**Data rows**

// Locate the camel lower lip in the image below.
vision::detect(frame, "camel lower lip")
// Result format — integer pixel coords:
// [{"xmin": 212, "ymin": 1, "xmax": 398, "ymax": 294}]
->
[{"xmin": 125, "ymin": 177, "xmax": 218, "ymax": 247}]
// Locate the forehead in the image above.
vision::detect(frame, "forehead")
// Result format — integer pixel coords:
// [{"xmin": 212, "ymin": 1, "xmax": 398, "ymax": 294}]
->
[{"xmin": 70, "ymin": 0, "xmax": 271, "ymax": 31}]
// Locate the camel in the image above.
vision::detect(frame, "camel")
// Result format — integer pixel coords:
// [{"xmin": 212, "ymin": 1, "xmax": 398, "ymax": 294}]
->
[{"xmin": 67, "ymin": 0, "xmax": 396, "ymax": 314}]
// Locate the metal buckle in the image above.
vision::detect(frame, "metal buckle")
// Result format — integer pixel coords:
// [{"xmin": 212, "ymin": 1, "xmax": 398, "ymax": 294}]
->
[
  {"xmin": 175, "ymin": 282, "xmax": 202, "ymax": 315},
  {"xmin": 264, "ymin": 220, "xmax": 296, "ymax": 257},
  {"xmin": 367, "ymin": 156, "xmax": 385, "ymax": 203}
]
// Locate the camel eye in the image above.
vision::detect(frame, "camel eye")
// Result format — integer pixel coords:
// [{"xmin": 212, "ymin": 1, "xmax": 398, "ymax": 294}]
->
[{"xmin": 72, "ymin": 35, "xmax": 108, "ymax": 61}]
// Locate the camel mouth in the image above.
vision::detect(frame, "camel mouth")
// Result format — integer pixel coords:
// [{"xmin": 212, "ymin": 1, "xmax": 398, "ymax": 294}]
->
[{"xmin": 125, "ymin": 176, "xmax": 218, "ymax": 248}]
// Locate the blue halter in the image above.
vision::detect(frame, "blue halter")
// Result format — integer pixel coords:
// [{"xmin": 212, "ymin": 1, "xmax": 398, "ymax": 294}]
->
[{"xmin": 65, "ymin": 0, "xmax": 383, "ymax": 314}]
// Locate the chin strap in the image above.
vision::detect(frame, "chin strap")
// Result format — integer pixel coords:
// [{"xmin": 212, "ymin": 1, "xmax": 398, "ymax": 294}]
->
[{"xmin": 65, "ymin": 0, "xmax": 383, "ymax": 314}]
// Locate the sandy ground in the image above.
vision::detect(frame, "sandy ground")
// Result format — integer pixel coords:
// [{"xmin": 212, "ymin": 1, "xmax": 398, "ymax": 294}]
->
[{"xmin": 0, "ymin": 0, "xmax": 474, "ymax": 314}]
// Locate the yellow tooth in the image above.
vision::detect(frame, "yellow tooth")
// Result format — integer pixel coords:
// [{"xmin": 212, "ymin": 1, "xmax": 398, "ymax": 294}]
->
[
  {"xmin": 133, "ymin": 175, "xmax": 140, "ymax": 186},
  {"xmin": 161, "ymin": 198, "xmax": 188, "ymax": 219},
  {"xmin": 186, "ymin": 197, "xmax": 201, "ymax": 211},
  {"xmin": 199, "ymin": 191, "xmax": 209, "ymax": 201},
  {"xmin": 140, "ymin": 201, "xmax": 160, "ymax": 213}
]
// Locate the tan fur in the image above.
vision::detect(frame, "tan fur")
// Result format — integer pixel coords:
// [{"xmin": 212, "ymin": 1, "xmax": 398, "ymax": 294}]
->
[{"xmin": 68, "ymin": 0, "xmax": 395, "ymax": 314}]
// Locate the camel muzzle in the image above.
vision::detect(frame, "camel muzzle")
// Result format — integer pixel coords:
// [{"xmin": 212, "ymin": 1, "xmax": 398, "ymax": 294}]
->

**Your goal**
Rewrite all of the entries above, replacing each occurrence of "Result format" with "Output format" and leaving every other character as it is.

**Correct result**
// Locate the camel lower lip in the image below.
vision::detect(frame, "camel lower lip")
// Output format — integer pixel coords:
// [{"xmin": 212, "ymin": 1, "xmax": 398, "ymax": 294}]
->
[{"xmin": 125, "ymin": 177, "xmax": 218, "ymax": 247}]
// Locate the forehead in the image above.
vision::detect(frame, "forehead")
// Output format — integer pixel coords:
// [{"xmin": 212, "ymin": 1, "xmax": 398, "ymax": 294}]
->
[{"xmin": 70, "ymin": 0, "xmax": 271, "ymax": 31}]
// Locate the camel in the image above.
vision::detect(frame, "camel")
// Output format — integer pixel coords:
// [{"xmin": 212, "ymin": 1, "xmax": 398, "ymax": 294}]
->
[{"xmin": 67, "ymin": 0, "xmax": 396, "ymax": 314}]
// Locate the metal buckle in the image above.
vision::detect(frame, "metal buckle")
// Output format — integer pixel coords:
// [{"xmin": 212, "ymin": 1, "xmax": 398, "ymax": 294}]
->
[
  {"xmin": 175, "ymin": 282, "xmax": 202, "ymax": 315},
  {"xmin": 264, "ymin": 220, "xmax": 296, "ymax": 257},
  {"xmin": 367, "ymin": 156, "xmax": 385, "ymax": 203}
]
// Locate the camel eye in the image above.
vision::detect(frame, "camel eye")
// Output format — integer pixel coords:
// [{"xmin": 212, "ymin": 1, "xmax": 398, "ymax": 294}]
->
[{"xmin": 72, "ymin": 35, "xmax": 108, "ymax": 61}]
// Locate the camel mouth in the image above.
vision::detect(frame, "camel mouth")
// Output format — integer pixel coords:
// [{"xmin": 212, "ymin": 1, "xmax": 398, "ymax": 294}]
->
[{"xmin": 125, "ymin": 176, "xmax": 218, "ymax": 248}]
// Locate the blue halter in the image above.
vision::detect(frame, "blue halter")
// Output format — integer pixel coords:
// [{"xmin": 212, "ymin": 1, "xmax": 398, "ymax": 294}]
->
[{"xmin": 65, "ymin": 0, "xmax": 383, "ymax": 314}]
// Locate the chin strap in the image above.
vision::detect(frame, "chin strap")
// Output format — integer pixel coords:
// [{"xmin": 212, "ymin": 1, "xmax": 398, "ymax": 294}]
->
[{"xmin": 65, "ymin": 0, "xmax": 383, "ymax": 314}]
// Locate the sandy ground in the image above.
vision::detect(frame, "sandy ground")
// Output format — integer pixel coords:
// [{"xmin": 212, "ymin": 1, "xmax": 398, "ymax": 294}]
->
[{"xmin": 0, "ymin": 0, "xmax": 474, "ymax": 314}]
// Locate the yellow tooth in the image above.
vision::detect(frame, "yellow tooth")
// Output format — integer pixel coords:
// [{"xmin": 212, "ymin": 1, "xmax": 398, "ymax": 294}]
->
[
  {"xmin": 133, "ymin": 175, "xmax": 140, "ymax": 186},
  {"xmin": 161, "ymin": 198, "xmax": 188, "ymax": 219},
  {"xmin": 186, "ymin": 197, "xmax": 201, "ymax": 211},
  {"xmin": 199, "ymin": 191, "xmax": 209, "ymax": 201},
  {"xmin": 140, "ymin": 201, "xmax": 160, "ymax": 213}
]
// Locate the tan fur in the image above.
vision::detect(frame, "tan fur")
// Output format — integer pixel coords:
// [{"xmin": 212, "ymin": 1, "xmax": 398, "ymax": 294}]
->
[{"xmin": 68, "ymin": 0, "xmax": 395, "ymax": 314}]
// Locate the camel muzzle in the image above.
vision::detect(frame, "camel muzzle")
// Output format — integer pixel coords:
// [{"xmin": 212, "ymin": 1, "xmax": 398, "ymax": 294}]
->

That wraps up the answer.